[Extracted data entries]
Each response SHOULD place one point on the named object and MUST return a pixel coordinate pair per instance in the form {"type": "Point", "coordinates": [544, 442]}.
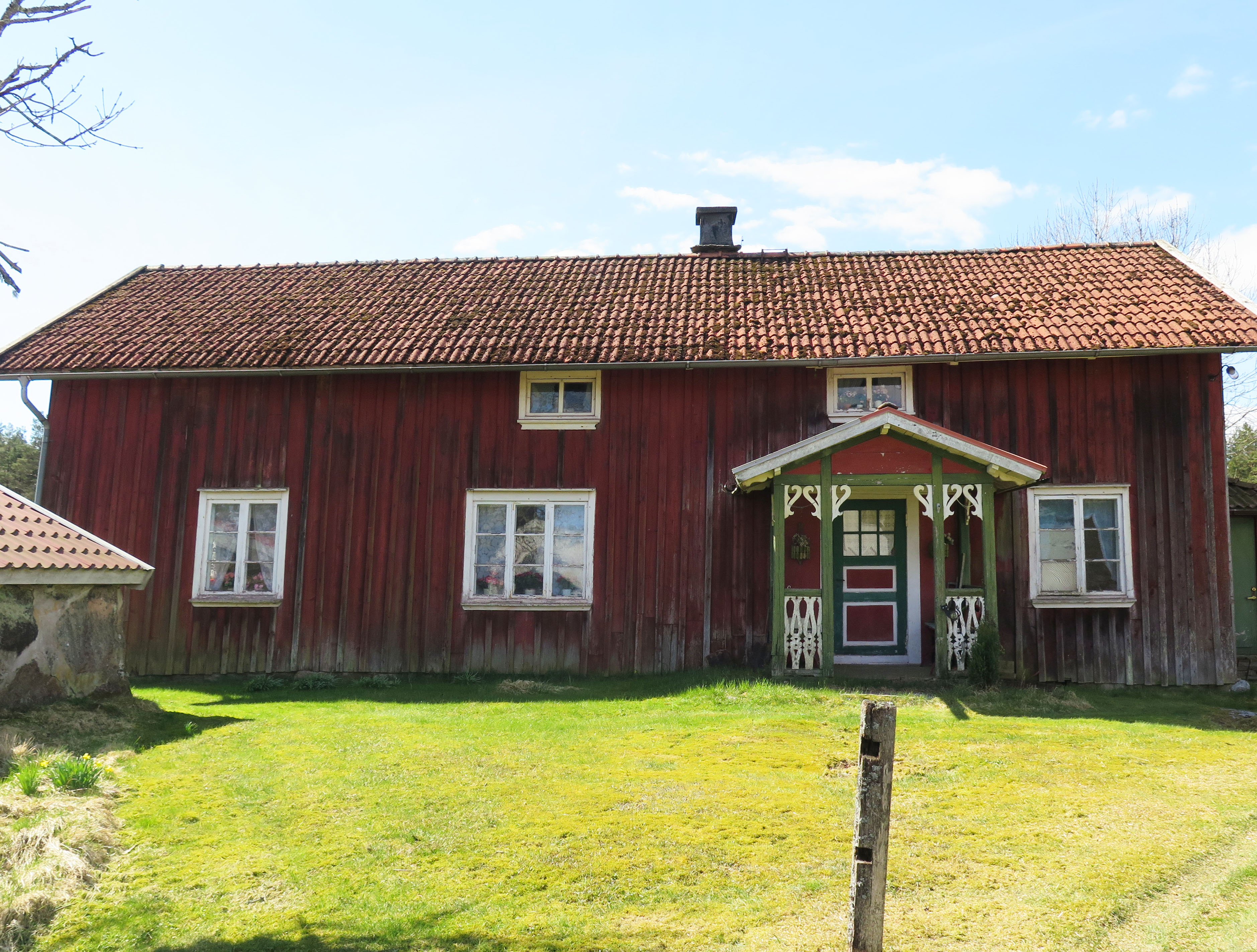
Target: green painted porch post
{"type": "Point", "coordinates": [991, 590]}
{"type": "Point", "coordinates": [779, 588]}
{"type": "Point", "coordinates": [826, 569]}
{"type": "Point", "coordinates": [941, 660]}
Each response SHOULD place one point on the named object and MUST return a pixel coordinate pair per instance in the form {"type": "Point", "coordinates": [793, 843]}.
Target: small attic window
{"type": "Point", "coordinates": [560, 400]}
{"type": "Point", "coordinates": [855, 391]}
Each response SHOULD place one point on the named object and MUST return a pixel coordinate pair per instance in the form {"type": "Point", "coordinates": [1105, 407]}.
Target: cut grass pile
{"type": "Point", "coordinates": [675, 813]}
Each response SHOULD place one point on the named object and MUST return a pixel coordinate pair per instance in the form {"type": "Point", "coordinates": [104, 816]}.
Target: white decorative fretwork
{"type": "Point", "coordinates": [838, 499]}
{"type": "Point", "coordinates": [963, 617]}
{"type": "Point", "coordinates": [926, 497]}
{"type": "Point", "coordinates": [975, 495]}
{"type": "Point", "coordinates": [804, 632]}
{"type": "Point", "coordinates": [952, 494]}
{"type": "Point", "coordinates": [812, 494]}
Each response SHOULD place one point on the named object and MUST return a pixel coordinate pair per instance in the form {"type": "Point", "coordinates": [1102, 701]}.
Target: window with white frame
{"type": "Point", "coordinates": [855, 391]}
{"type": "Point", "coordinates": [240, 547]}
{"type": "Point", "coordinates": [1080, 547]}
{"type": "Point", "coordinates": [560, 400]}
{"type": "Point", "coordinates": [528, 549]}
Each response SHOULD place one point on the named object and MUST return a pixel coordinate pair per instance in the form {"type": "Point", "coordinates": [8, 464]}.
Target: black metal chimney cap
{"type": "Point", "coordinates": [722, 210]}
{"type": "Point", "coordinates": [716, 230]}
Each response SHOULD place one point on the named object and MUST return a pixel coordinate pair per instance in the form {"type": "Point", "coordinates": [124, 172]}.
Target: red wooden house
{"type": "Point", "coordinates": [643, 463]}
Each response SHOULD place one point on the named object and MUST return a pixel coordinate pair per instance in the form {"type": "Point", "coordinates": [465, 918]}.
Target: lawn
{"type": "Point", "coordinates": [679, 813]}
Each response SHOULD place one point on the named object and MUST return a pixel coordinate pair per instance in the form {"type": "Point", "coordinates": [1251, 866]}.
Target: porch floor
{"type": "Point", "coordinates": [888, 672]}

— WHAT THIS TASK INVOLVES —
One figure is all that is needed: the number of lines above in which the word "SHOULD" appears.

— SOLUTION TO THE EXERCISE —
9